Q) The whole world is changing. Okay moving on– how did you get interested in writing?
A) I started writing my first book, BRAKENSTROOM, after a friend of mine died at a young age. Bernard had a heart attack and I was very upset. I wrote a short story about our friendship. Then I thought I should write about my Grandfather, so that my children would know who he was and how and why he came to South Africa. After that, the stories about people I knew in Potchefstroom simply flowed from my hand to the pages.
Q) Tell me about your book Brakenstroom. What is it about? How do you feel looking back at your first book?
A) BRAKENSTROOM is a book of stories I heard from friends in Potchefstroom. Every story is a true story, although in some instances, I combined two, even three stories into one. Today, when I read it, I can understand why one reader in Potchefstroom wrote to me, “I did not know that my mother had had an affair.” I answered that it wasn’t his mother. The book is still selling today, even though bookstores will not carry it.
Q) What was the catalyst for publishing? Did you always mean to be a published author?
A) I started writing, as I said earlier, because of the death of a friend. I gave my stories to a friend to read, and he told me that I should publish them. Publishers rejected the book, because they said that the stories could not be true, especially the story of Tzippie; but the story actually happened. My uncle was the Doctor, and my father told me the story pleased with the happy ending.

:: RECORD EXCERPTS ::
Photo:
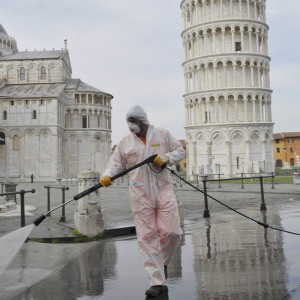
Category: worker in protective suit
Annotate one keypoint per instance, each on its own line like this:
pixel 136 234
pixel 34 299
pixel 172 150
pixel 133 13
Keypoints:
pixel 152 197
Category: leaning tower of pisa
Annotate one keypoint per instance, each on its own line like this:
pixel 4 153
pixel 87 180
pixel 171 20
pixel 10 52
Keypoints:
pixel 228 121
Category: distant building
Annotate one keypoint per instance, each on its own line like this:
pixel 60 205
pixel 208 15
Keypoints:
pixel 51 125
pixel 286 149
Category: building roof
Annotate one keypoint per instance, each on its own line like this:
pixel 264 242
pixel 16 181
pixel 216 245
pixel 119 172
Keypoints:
pixel 31 90
pixel 282 135
pixel 2 30
pixel 29 55
pixel 80 86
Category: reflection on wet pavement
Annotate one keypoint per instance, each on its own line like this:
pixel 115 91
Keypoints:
pixel 224 257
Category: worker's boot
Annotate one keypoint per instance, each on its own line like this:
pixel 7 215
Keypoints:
pixel 155 290
pixel 166 271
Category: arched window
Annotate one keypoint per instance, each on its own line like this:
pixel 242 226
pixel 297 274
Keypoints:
pixel 22 73
pixel 43 73
pixel 279 163
pixel 292 162
pixel 2 138
pixel 16 143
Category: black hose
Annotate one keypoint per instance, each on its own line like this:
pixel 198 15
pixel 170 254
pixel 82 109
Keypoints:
pixel 148 160
pixel 227 206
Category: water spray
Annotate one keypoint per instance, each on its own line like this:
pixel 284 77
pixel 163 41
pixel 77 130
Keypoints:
pixel 148 160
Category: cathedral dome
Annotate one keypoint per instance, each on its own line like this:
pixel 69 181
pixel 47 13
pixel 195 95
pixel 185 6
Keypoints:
pixel 2 30
pixel 8 44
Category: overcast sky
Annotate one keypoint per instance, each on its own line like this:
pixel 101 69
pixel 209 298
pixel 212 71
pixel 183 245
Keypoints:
pixel 133 50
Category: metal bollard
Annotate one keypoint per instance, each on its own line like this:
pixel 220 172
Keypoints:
pixel 263 205
pixel 63 215
pixel 242 180
pixel 22 202
pixel 206 210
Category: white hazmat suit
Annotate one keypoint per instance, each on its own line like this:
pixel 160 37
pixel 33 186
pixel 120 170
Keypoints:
pixel 152 197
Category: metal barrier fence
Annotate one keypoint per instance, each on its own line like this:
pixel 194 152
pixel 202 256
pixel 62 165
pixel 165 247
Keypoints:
pixel 263 207
pixel 22 202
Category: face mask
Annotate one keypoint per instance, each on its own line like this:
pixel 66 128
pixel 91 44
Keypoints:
pixel 134 127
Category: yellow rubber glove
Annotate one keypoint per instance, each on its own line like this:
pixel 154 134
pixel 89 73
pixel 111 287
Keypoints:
pixel 105 181
pixel 161 160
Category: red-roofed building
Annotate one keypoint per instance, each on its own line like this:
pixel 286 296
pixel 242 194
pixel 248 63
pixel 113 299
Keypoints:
pixel 286 149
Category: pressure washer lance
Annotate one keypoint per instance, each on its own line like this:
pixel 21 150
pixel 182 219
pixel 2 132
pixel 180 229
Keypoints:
pixel 148 160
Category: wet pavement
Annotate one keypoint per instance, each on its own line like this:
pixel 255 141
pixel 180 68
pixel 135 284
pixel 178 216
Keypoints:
pixel 226 256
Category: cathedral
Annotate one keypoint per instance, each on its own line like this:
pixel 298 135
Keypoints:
pixel 51 125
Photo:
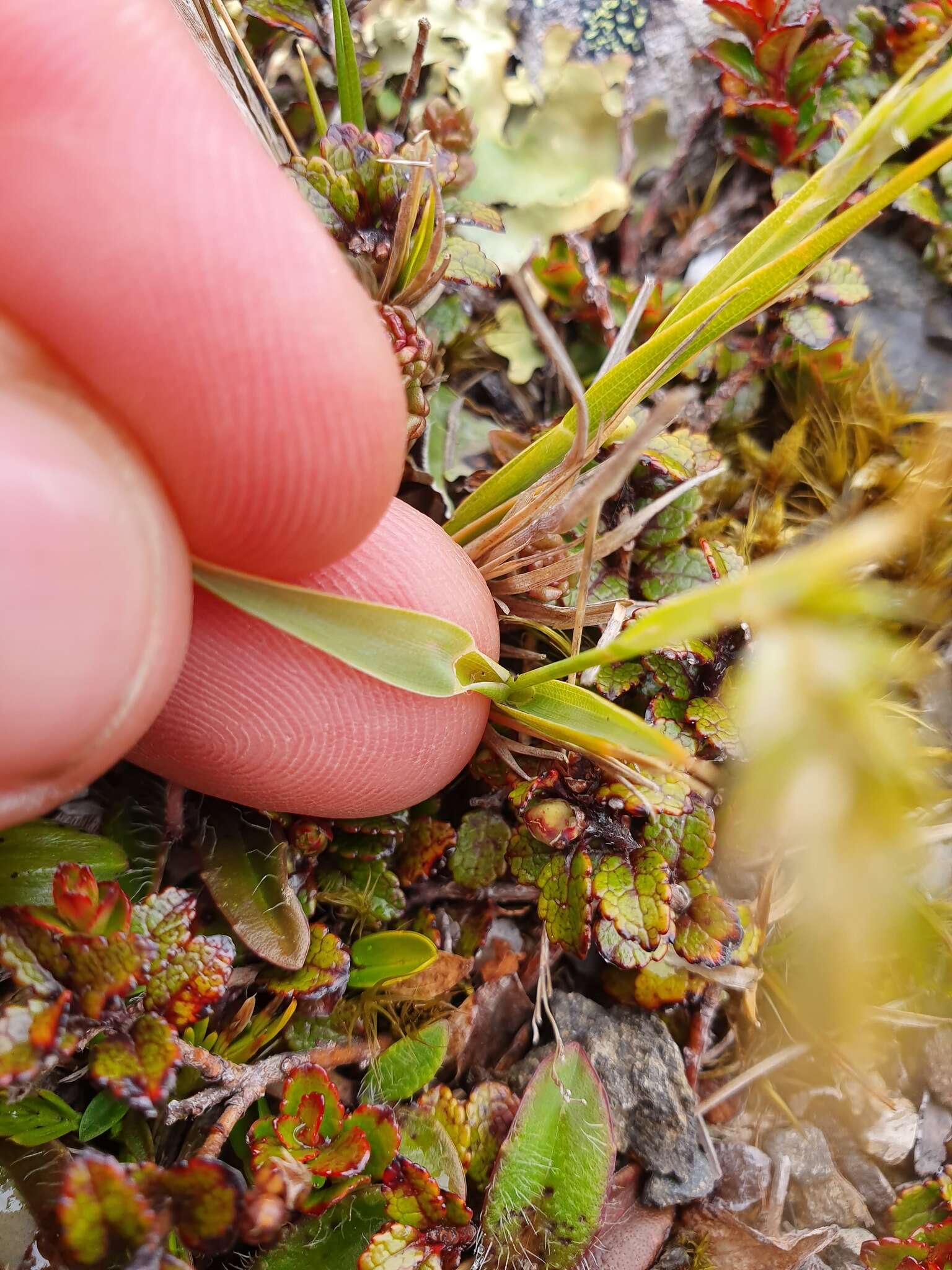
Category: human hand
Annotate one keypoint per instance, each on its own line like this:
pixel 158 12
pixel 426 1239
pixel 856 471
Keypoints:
pixel 187 365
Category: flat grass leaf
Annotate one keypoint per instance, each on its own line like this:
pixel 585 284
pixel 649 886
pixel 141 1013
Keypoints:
pixel 324 974
pixel 565 901
pixel 37 1119
pixel 428 1143
pixel 409 651
pixel 544 1204
pixel 479 855
pixel 839 282
pixel 32 853
pixel 299 17
pixel 140 1067
pixel 408 1065
pixel 103 1113
pixel 389 956
pixel 707 931
pixel 671 571
pixel 32 1037
pixel 102 1213
pixel 635 895
pixel 426 843
pixel 810 326
pixel 513 339
pixel 526 856
pixel 490 1110
pixel 450 1112
pixel 206 1201
pixel 469 265
pixel 714 723
pixel 335 1240
pixel 685 841
pixel 382 1134
pixel 245 871
pixel 192 981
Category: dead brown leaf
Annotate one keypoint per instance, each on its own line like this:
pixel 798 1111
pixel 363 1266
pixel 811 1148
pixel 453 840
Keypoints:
pixel 734 1246
pixel 631 1235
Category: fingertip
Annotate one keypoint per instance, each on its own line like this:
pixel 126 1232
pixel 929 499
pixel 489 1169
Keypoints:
pixel 94 579
pixel 259 718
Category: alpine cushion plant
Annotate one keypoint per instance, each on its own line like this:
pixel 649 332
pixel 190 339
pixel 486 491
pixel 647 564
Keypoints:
pixel 772 83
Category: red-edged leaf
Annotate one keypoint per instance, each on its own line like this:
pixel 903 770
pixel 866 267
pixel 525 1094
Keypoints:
pixel 33 1037
pixel 140 1067
pixel 736 60
pixel 811 66
pixel 206 1201
pixel 347 1156
pixel 382 1133
pixel 314 1080
pixel 192 981
pixel 102 1212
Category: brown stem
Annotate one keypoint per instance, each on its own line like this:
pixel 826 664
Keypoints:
pixel 412 82
pixel 239 1085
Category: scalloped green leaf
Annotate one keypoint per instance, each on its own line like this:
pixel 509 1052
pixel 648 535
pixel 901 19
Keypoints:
pixel 544 1204
pixel 565 901
pixel 479 855
pixel 407 1066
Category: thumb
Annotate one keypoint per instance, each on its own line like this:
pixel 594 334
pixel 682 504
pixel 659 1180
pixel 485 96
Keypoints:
pixel 94 580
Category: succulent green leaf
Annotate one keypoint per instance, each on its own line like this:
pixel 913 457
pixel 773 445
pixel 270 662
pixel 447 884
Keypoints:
pixel 427 1141
pixel 389 956
pixel 324 974
pixel 335 1238
pixel 544 1204
pixel 407 1066
pixel 103 1113
pixel 479 855
pixel 140 1067
pixel 245 870
pixel 32 853
pixel 410 651
pixel 37 1119
pixel 299 17
pixel 565 901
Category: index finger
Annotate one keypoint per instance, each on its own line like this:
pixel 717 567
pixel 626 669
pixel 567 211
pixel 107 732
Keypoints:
pixel 151 244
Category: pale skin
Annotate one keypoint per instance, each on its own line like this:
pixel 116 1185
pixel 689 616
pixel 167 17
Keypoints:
pixel 188 367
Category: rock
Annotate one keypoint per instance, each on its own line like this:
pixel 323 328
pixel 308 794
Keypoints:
pixel 935 1132
pixel 904 319
pixel 809 1153
pixel 653 1106
pixel 819 1194
pixel 746 1176
pixel 832 1202
pixel 937 1064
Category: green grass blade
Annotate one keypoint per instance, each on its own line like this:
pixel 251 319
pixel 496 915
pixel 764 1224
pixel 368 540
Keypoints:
pixel 350 93
pixel 718 315
pixel 415 652
pixel 780 584
pixel 574 717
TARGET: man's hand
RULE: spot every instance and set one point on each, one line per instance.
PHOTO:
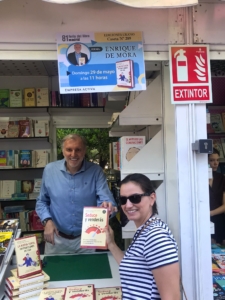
(109, 206)
(50, 230)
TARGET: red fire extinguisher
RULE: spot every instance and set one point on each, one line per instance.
(181, 65)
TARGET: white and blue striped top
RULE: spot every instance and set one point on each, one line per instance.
(153, 248)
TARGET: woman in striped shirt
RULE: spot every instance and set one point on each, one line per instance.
(149, 269)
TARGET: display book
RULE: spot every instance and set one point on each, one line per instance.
(24, 127)
(218, 272)
(95, 219)
(16, 288)
(125, 73)
(8, 231)
(20, 189)
(88, 292)
(41, 97)
(27, 256)
(37, 158)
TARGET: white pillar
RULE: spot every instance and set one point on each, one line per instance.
(193, 190)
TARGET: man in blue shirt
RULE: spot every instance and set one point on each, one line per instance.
(67, 186)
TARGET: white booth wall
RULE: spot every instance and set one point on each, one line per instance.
(30, 30)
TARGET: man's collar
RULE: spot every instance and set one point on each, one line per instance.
(63, 166)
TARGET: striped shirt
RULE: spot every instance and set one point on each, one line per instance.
(153, 248)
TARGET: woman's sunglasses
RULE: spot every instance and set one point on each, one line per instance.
(135, 198)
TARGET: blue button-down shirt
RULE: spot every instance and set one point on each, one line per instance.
(63, 195)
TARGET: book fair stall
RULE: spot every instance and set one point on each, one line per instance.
(157, 84)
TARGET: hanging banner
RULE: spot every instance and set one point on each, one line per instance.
(156, 4)
(190, 75)
(101, 62)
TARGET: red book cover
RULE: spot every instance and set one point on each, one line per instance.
(27, 256)
(35, 221)
(24, 128)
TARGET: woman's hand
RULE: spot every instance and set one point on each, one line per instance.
(50, 230)
(109, 236)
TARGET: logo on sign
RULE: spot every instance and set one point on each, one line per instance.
(190, 74)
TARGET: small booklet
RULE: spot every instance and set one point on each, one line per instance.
(52, 294)
(95, 219)
(15, 283)
(125, 73)
(28, 256)
(108, 293)
(80, 292)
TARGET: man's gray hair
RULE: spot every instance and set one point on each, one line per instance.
(74, 137)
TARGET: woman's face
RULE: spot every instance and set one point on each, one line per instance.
(214, 160)
(140, 212)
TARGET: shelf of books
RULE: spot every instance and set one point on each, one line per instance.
(43, 99)
(144, 109)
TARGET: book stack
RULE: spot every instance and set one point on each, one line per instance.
(108, 293)
(28, 279)
(41, 97)
(8, 231)
(87, 292)
(10, 159)
(24, 128)
(22, 288)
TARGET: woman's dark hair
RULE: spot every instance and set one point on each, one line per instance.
(144, 182)
(215, 151)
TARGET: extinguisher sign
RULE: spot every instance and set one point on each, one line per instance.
(190, 75)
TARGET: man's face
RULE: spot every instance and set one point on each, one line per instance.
(77, 48)
(74, 152)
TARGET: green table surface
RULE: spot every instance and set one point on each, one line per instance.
(77, 267)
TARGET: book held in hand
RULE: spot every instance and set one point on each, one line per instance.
(108, 293)
(80, 292)
(95, 219)
(5, 243)
(28, 256)
(125, 73)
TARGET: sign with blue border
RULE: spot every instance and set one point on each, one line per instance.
(101, 62)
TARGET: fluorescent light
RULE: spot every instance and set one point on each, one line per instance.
(64, 1)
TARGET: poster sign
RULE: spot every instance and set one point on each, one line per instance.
(101, 62)
(190, 75)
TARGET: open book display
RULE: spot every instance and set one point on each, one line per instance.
(80, 292)
(28, 256)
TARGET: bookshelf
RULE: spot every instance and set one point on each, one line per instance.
(8, 259)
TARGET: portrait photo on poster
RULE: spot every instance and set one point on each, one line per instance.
(78, 54)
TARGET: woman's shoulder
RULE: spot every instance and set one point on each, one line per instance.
(158, 227)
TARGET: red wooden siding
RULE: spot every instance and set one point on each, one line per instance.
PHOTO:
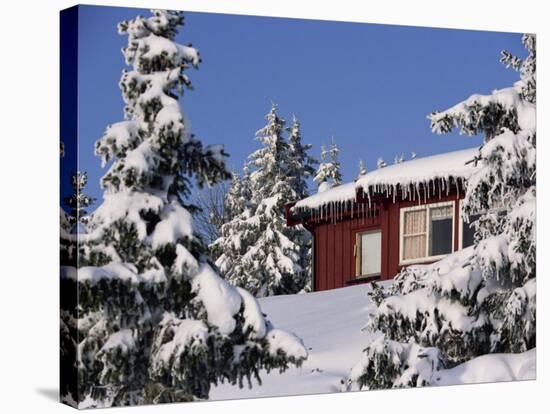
(334, 261)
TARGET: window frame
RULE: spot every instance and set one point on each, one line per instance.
(357, 253)
(427, 208)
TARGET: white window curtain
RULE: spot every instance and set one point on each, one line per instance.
(414, 234)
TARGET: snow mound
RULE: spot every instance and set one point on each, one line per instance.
(492, 368)
(329, 324)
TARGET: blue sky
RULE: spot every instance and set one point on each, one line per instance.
(368, 85)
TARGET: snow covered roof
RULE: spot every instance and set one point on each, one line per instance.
(440, 167)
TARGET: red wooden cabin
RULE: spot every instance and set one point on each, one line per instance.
(403, 214)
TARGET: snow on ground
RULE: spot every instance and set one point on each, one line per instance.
(330, 325)
(492, 368)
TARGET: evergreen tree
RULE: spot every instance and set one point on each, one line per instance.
(78, 201)
(482, 299)
(236, 235)
(362, 169)
(301, 167)
(328, 175)
(272, 259)
(156, 322)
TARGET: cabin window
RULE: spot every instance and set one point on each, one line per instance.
(426, 232)
(368, 253)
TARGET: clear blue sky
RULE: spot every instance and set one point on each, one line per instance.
(368, 85)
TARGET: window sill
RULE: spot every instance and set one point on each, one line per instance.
(362, 279)
(422, 260)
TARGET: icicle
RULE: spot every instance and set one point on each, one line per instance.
(425, 195)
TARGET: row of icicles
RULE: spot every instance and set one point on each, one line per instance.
(333, 211)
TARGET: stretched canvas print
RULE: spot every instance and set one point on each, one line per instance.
(255, 206)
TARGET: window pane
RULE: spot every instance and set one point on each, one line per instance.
(415, 222)
(468, 231)
(371, 247)
(414, 247)
(441, 230)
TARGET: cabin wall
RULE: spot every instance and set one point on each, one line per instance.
(334, 260)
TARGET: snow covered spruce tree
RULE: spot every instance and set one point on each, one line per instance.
(156, 323)
(75, 220)
(235, 235)
(328, 175)
(301, 167)
(271, 264)
(78, 201)
(482, 299)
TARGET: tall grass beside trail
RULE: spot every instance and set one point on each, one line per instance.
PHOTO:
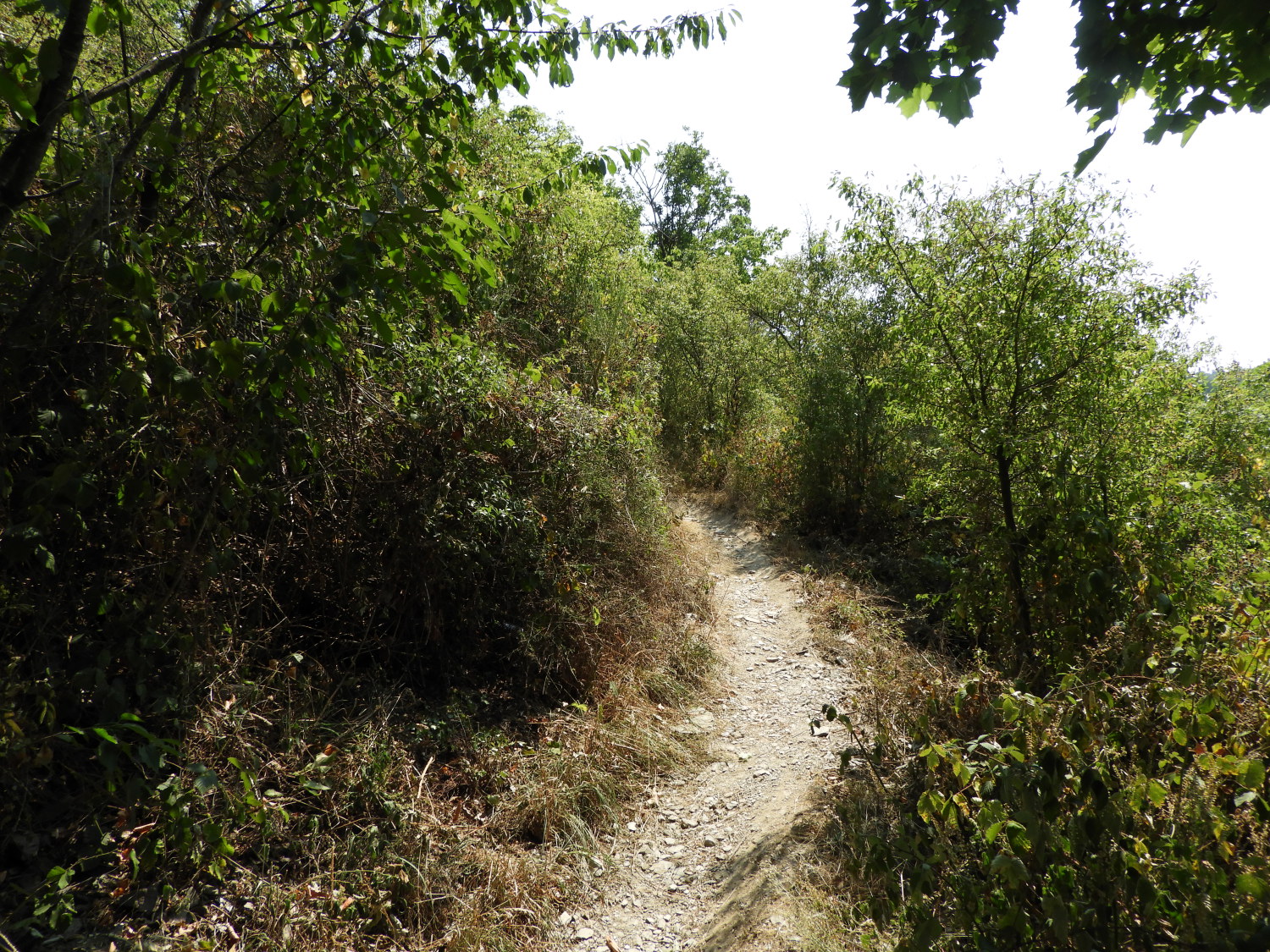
(982, 408)
(324, 740)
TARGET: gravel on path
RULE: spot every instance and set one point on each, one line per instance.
(700, 867)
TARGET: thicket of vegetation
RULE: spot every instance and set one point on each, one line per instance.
(337, 405)
(990, 393)
(328, 474)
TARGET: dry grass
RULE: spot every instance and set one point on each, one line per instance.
(363, 817)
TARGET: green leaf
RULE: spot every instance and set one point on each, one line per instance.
(99, 20)
(12, 93)
(1008, 868)
(1251, 885)
(1252, 774)
(1089, 155)
(205, 779)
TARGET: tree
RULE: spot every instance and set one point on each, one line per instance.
(1033, 320)
(1193, 58)
(693, 208)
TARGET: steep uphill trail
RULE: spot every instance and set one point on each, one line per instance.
(705, 863)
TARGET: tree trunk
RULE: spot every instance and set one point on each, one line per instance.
(20, 160)
(1015, 545)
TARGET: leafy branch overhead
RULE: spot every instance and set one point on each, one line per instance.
(1193, 58)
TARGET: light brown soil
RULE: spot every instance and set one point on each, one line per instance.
(706, 862)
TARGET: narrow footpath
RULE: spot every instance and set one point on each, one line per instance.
(706, 863)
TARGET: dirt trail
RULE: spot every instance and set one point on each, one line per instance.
(703, 866)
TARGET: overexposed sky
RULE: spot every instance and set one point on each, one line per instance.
(771, 113)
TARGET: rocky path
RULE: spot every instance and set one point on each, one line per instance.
(705, 863)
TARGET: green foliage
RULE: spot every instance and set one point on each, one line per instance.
(1193, 58)
(710, 360)
(1118, 810)
(291, 372)
(693, 210)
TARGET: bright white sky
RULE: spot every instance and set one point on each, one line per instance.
(771, 113)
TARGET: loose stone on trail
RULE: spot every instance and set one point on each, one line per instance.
(703, 863)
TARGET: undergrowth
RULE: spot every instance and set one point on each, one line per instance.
(394, 703)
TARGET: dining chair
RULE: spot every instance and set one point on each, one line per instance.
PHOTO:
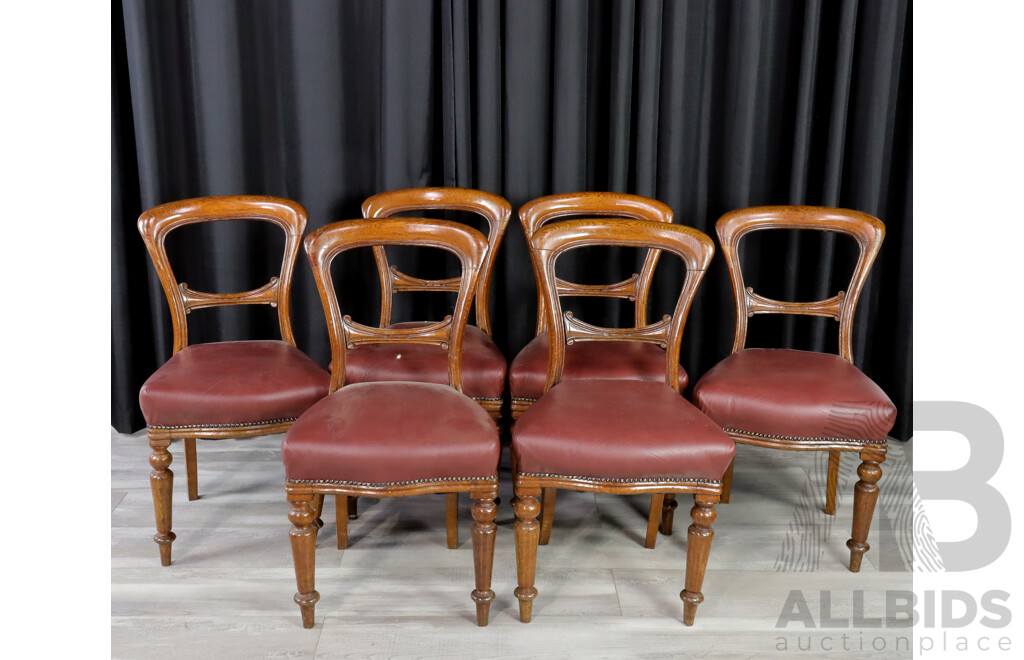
(484, 366)
(223, 389)
(803, 400)
(623, 436)
(634, 360)
(392, 438)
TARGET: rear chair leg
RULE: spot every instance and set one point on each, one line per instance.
(190, 472)
(833, 483)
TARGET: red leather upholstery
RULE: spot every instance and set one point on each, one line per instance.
(483, 366)
(795, 394)
(619, 430)
(232, 383)
(620, 360)
(390, 433)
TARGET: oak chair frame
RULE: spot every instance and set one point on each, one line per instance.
(322, 247)
(695, 249)
(868, 231)
(494, 209)
(497, 212)
(536, 214)
(155, 225)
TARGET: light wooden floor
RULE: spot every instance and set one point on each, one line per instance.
(398, 591)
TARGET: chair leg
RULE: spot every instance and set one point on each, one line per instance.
(865, 493)
(162, 483)
(341, 504)
(303, 535)
(526, 535)
(697, 550)
(548, 496)
(190, 471)
(833, 482)
(452, 520)
(484, 529)
(727, 482)
(653, 518)
(668, 513)
(317, 506)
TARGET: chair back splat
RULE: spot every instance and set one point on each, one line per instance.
(694, 248)
(156, 223)
(327, 243)
(866, 230)
(494, 209)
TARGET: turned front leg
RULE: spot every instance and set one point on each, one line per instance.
(865, 494)
(484, 529)
(162, 483)
(303, 535)
(697, 550)
(526, 535)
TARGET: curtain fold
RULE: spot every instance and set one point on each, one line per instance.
(707, 105)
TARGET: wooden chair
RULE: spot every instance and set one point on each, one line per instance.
(392, 439)
(801, 400)
(224, 389)
(621, 436)
(484, 366)
(643, 361)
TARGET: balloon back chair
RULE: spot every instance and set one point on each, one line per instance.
(617, 435)
(602, 359)
(397, 438)
(484, 367)
(803, 400)
(223, 389)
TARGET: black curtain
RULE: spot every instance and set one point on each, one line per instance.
(707, 105)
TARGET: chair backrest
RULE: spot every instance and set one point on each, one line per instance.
(535, 214)
(693, 247)
(466, 244)
(494, 209)
(866, 230)
(156, 223)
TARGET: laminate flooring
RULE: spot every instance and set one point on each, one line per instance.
(398, 592)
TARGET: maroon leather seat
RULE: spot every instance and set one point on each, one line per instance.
(619, 430)
(621, 360)
(795, 394)
(483, 366)
(391, 433)
(232, 383)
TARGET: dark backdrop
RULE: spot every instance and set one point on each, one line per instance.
(707, 105)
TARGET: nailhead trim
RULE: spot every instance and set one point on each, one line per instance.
(623, 481)
(339, 482)
(774, 437)
(225, 426)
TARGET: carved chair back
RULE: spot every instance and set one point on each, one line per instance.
(466, 244)
(156, 223)
(535, 214)
(693, 247)
(494, 209)
(866, 230)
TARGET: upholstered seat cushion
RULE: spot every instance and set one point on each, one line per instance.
(392, 433)
(232, 383)
(483, 366)
(626, 360)
(619, 430)
(795, 394)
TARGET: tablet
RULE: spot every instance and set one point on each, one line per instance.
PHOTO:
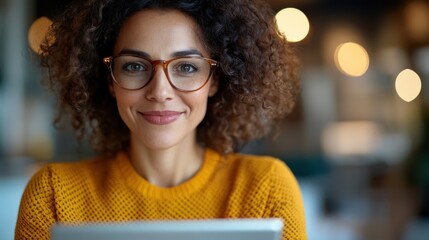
(211, 229)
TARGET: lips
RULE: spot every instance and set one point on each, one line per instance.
(160, 117)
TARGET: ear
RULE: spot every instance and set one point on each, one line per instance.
(213, 87)
(111, 88)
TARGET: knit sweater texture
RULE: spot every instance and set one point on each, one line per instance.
(110, 190)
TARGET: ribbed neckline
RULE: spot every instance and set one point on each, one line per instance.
(128, 174)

:: PROMPT 1 ::
In the interview about writing Brakenstroom, list every relative the person answering calls their own.
:: PROMPT 2 ::
Answer these from the interview about writing Brakenstroom:
(a) What caused the death of the friend named Bernard?
(b) Why did publishers reject the book?
(c) Who was the Doctor in the story of Tzippie?
:: PROMPT 3 ::
Continue the interview about writing Brakenstroom from its last line.

:: WRITTEN ANSWER 1 ::
- Grandfather
- children
- uncle
- father

:: WRITTEN ANSWER 2 ::
(a) A heart attack.
(b) They said the stories could not be true.
(c) The uncle of the person answering.

:: WRITTEN ANSWER 3 ::
Q) How do you like to write? Do you like music in the background? What gets you into a writing frame of mind?
A) I write in between trading the market. I have my office, where I sit looking out the window at the mountains of Vancouver. The words just flow.
Q) Tell me about your book The Vase With the Many Coloured Marbles?
A) I met Marla (not her real name) at the municipal swimming pool, when I was fifteen years old. I would burn dark in the hot sun. Her skin colouring though was even darker. When we went to bioscope (cinema), I had white skin below my swimming costume line to show that I was a White. She could not. I had to ask my father to phone the manager and tell him that Marla was a White. We carried on a friendship for many years as we grew up. Years later, when I was serving my compulsory military training in the Navy, I saw a woman sitting in the coach reserved for non-Europeans on a train. I mentioned this to her mother, and years later, after Marla had married, she told me her story. I promised that I would not tell anyone until she had died. I think she told me the story, because she was lonely. She truly missed her daughter.
The story is how she, born Emily Kleintjies into the Coloured community in Cape Town, found that she could not live as a second class citizen in Apartheid South Africa. She decided to jump the racial barrier and become a White. She succeeded because she had straight hair, blue eyes and light skin. She also made friends who helped her in her efforts.
She had a relationship with Eric O’Neil and slept with him before he went to war. She was scared that if she married him, her coloured staus would be revealed because she never even had a birth certificate to show. She fell pregnant, and Marla was born. Eric was killed at Tobruk.
The first book, Emma, is about Emily’s struggle to become a White and how Charlie Stuart, a Scotsman who had settled in Potchefstroom and secretly fought the Apartheid government, helped her.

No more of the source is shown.